++++ Trecho do texto
Os três artistas, que lidam com crianças no dia a dia, destacam a força tranquilizante e reflexiva da dança. A criação, em todos os casos, germina na alma do indivíduo. "É claro que ela sai de diferentes formas e, depois, encaixa-se em variadas regras", observa Arruda, citando uma frase do japonês Yoshi Oida, na qual ele diz que quando um ator aponta a Lua, importante é saber se o público a viu. Bruna faz coro, completando que toda arte sincera pode chegar à plateia. "O problema é que, no Brasil, uma apresentação na praça lota, mas, no teatro, nem sempre."
Segundo Toti, que começou a dançar com 17 anos no Bairro Ipiranga, os agentes culturais em Juiz de Fora necessitam possibilitar mais trocas de conhecimento. Participando do último Festival de Joinville, ele assimilou muitas expressões, do clássico ao contemporâneo, que podem ser usadas em seu trabalho. Em paralelo, Bruna afirma ser influenciada pelo hip-hop, mesmo que, no balé, isso apareça de forma sutil.
Bambu e traço
Logo no primeiro dia de aula, o professor enxergou coerência criativa naquele trabalho. "Ele tinha a cara da Nádia", conta o artista plástico Petrillo, também docente do curso de design de interiores do Centro de Ensino Superior de Juiz de Fora (CES/JF), referindo-se ao artesanato feito pela aluna Nádia Guedes. Apelidada de mulher do bambu, ela é capaz de usar o material até mesmo em uma estante "high-tech", como conta Petrillo. Recentemente, ele esteve no Espaço Cultural Correios com a mostra "Imaterial".
++++++++
++++ Informações fornecidas
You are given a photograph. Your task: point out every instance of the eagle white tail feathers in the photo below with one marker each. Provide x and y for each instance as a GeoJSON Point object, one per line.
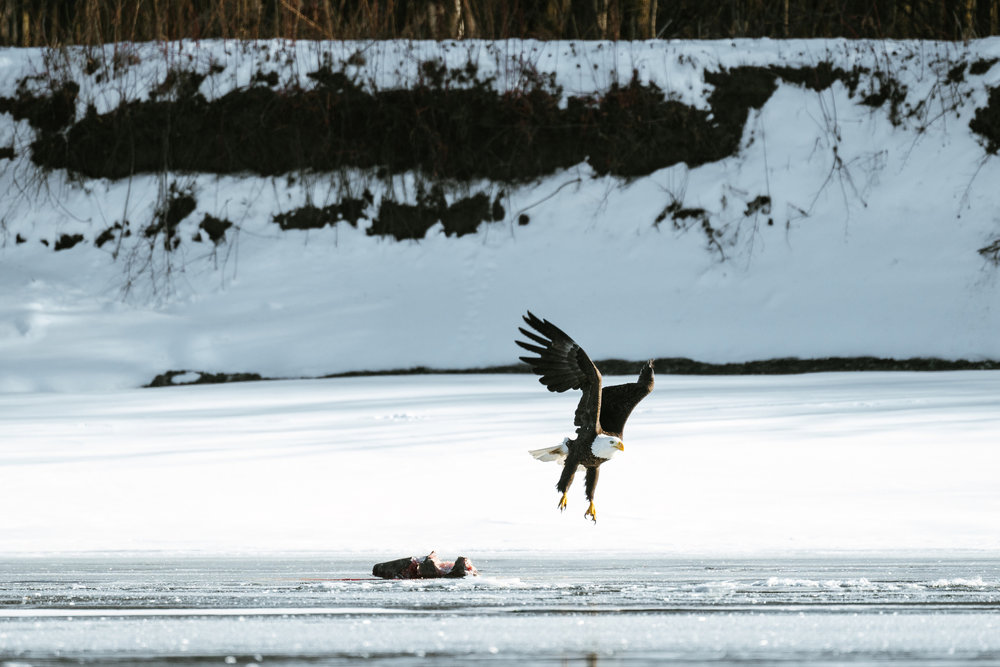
++++++++
O que se pede
Como fica em inglês a frase "Em paralelo, Bruna afirma ser influenciada pelo hip-hop, mesmo que, no balé, isso apareça de forma sutil." do trecho sobre dança e arte em Juiz de Fora?

Resultado do exercício
At the same time, Bruna says she is influenced by hip-hop, even if, in ballet, this shows up subtly.